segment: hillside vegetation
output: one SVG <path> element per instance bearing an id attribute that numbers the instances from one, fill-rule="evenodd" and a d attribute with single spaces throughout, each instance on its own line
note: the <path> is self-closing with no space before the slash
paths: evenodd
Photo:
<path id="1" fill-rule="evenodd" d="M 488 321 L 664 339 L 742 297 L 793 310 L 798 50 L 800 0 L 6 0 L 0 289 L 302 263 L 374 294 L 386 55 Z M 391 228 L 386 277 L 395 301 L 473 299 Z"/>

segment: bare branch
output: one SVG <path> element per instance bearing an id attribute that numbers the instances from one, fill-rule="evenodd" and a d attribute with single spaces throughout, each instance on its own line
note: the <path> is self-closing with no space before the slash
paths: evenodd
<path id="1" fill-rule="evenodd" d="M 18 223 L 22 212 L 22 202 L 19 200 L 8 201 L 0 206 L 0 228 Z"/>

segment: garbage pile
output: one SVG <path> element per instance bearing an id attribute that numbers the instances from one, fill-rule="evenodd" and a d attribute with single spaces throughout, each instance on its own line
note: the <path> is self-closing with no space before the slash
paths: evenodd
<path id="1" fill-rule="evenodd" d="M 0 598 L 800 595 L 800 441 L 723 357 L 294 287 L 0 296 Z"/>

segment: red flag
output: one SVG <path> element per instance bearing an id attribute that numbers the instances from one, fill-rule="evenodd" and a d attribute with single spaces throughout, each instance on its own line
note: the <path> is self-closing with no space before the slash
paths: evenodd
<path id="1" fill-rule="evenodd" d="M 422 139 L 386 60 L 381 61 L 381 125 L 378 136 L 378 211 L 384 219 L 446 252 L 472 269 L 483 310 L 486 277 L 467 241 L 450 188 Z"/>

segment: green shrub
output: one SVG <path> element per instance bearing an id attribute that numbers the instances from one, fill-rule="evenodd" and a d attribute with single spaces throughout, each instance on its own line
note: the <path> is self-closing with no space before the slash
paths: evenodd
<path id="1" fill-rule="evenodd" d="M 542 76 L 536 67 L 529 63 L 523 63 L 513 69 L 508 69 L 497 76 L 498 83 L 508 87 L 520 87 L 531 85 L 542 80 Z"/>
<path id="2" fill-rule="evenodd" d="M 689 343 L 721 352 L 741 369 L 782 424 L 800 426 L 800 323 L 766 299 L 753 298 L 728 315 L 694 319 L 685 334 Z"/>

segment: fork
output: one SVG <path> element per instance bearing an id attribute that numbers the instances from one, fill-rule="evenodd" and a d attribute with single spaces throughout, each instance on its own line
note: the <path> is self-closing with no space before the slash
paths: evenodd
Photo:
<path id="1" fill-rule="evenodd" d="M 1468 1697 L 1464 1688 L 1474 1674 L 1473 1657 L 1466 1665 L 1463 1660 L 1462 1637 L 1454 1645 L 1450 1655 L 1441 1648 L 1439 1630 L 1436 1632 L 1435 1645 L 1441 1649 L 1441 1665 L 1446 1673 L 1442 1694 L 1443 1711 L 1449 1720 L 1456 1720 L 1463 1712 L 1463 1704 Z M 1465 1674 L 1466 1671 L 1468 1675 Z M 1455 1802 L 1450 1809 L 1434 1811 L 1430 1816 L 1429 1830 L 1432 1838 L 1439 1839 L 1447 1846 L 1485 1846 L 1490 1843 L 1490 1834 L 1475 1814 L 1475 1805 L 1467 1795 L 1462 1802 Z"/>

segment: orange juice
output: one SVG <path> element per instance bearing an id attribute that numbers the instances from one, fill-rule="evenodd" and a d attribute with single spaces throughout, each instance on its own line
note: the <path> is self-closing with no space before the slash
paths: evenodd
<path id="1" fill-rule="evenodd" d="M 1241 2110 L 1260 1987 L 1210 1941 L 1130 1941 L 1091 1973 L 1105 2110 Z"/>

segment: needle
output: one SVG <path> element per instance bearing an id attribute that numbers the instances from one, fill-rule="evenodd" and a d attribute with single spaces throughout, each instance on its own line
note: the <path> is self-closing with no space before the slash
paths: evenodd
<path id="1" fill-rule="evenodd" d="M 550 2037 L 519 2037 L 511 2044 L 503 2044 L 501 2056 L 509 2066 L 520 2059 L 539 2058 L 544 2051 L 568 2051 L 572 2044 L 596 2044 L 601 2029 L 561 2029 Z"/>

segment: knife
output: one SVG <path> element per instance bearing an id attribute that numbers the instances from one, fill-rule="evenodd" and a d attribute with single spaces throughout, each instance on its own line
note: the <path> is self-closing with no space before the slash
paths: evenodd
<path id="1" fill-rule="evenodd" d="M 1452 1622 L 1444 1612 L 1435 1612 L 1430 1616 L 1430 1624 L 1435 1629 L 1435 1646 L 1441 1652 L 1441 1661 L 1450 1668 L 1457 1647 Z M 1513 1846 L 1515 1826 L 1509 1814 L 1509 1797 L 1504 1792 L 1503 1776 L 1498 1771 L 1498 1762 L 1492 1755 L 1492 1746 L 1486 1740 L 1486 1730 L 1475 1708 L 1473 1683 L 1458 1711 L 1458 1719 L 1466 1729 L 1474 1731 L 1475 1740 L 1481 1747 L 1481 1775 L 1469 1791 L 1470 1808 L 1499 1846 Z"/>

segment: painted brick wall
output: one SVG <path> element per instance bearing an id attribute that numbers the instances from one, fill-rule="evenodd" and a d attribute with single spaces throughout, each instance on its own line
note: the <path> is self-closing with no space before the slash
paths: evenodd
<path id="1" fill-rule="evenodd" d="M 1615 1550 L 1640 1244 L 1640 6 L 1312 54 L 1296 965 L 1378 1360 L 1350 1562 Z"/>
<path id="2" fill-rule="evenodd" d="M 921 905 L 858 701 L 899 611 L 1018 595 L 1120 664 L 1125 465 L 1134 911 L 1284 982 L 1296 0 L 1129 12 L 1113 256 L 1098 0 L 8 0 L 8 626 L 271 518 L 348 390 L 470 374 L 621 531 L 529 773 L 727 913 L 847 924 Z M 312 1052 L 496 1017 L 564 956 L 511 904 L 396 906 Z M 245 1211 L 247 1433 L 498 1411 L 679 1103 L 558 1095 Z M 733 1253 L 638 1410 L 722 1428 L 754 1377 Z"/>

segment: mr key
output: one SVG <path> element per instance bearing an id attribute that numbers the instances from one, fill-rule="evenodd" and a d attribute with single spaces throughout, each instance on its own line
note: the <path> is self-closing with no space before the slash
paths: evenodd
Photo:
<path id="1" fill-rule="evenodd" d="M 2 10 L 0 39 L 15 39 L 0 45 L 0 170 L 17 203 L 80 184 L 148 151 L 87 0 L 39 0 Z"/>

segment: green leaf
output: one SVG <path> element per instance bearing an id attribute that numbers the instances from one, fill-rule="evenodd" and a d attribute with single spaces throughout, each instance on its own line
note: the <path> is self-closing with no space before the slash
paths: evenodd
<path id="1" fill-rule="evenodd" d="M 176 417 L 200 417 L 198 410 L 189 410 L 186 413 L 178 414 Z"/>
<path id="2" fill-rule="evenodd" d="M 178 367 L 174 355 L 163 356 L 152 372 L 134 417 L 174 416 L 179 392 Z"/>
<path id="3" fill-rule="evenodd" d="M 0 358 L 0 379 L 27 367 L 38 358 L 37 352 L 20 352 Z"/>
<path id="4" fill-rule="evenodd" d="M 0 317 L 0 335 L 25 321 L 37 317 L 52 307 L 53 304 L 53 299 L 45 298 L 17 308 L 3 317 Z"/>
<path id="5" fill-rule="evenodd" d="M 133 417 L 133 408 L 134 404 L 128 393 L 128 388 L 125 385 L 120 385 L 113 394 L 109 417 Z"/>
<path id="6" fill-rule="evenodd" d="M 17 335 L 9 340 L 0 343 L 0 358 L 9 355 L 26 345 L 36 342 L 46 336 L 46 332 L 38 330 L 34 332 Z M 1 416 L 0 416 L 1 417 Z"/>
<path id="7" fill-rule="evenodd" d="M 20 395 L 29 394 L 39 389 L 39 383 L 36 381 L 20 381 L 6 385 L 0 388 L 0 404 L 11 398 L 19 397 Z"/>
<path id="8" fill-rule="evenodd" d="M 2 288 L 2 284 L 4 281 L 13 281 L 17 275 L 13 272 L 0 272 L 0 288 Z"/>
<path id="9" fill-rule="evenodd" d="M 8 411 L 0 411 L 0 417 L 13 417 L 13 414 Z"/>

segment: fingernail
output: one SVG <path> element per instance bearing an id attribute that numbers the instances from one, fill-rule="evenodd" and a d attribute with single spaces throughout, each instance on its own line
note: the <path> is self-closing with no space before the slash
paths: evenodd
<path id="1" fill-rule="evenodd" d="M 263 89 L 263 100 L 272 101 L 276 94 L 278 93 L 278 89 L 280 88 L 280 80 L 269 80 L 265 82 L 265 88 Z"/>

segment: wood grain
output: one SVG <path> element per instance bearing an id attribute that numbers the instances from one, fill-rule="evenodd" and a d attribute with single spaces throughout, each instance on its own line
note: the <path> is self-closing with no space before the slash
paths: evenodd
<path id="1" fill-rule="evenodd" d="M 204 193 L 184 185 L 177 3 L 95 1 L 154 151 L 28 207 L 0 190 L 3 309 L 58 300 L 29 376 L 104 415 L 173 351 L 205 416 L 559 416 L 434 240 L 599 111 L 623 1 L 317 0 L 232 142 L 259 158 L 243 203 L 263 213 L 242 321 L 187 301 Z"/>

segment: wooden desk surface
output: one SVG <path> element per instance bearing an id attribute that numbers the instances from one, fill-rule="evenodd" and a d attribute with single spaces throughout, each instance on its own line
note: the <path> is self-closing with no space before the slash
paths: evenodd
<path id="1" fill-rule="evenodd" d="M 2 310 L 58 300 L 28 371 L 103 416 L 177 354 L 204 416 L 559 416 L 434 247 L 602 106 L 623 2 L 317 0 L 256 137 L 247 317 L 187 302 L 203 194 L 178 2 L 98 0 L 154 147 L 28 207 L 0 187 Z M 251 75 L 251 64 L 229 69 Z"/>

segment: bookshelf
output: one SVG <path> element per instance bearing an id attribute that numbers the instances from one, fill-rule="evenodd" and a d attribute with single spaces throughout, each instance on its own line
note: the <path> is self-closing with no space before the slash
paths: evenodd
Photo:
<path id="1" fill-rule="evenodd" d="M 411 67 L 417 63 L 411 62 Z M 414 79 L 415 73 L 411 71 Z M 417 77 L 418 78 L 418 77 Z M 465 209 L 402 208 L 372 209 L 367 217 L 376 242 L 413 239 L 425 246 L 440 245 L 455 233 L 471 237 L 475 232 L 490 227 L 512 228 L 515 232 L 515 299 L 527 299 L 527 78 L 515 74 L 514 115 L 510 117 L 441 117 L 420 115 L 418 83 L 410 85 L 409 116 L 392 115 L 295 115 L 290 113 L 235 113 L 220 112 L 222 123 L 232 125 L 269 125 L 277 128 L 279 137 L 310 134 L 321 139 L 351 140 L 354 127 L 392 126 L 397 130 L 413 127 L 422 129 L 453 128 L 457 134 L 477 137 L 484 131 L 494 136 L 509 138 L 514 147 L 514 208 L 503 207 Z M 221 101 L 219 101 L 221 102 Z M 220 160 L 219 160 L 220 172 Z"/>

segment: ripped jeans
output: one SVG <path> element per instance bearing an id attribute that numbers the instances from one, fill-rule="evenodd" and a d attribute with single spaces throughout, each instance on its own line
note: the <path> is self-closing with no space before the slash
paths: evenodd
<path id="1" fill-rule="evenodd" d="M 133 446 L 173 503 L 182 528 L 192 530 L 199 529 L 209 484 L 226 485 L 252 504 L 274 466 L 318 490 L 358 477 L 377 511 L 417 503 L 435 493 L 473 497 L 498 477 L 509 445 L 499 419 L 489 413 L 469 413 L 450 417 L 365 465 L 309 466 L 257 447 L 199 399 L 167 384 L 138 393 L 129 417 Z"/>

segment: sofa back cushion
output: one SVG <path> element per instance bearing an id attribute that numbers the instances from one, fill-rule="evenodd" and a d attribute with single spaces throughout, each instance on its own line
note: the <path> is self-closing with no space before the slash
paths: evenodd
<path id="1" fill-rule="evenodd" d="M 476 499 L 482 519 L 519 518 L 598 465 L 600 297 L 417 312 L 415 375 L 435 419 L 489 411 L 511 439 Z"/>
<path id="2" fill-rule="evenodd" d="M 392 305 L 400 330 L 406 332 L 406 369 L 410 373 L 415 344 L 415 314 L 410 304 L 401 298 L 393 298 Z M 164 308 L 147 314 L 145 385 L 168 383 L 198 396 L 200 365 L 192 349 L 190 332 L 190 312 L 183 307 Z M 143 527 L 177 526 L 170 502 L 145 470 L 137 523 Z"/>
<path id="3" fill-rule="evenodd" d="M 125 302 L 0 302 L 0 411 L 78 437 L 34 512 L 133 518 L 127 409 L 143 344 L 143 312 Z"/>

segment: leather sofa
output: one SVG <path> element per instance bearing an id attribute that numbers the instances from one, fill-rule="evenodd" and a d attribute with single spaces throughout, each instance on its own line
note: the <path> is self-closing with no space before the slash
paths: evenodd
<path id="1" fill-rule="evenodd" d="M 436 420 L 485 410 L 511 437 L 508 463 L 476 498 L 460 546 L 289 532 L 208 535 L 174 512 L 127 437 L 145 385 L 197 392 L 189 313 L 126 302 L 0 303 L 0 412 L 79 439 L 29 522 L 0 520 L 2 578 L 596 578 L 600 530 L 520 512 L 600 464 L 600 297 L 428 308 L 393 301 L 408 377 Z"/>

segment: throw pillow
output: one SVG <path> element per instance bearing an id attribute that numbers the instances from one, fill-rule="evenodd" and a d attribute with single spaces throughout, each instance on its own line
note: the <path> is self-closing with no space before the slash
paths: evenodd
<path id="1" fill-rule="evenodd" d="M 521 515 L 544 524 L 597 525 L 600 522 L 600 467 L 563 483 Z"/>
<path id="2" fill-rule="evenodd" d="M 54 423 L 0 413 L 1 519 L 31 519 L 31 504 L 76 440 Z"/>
* * *
• Goal of the exercise: Only lines that include "sofa" belong in the answer; return them from the entries above.

• Task output:
segment: sofa back cushion
segment: leather sofa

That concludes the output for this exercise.